Datenzeilen =>
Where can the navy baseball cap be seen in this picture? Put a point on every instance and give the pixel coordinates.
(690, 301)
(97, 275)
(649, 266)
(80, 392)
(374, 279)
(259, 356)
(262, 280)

Gestellte Aufgabe => Übertrage alle Einträge oben Zeile für Zeile in eine nummerierte Liste und lass dabei Leerzeilen weg.

Vollständige Ausgabe =>
1. Where can the navy baseball cap be seen in this picture? Put a point on every instance and give the pixel coordinates.
2. (690, 301)
3. (97, 275)
4. (649, 266)
5. (80, 392)
6. (374, 279)
7. (259, 356)
8. (262, 280)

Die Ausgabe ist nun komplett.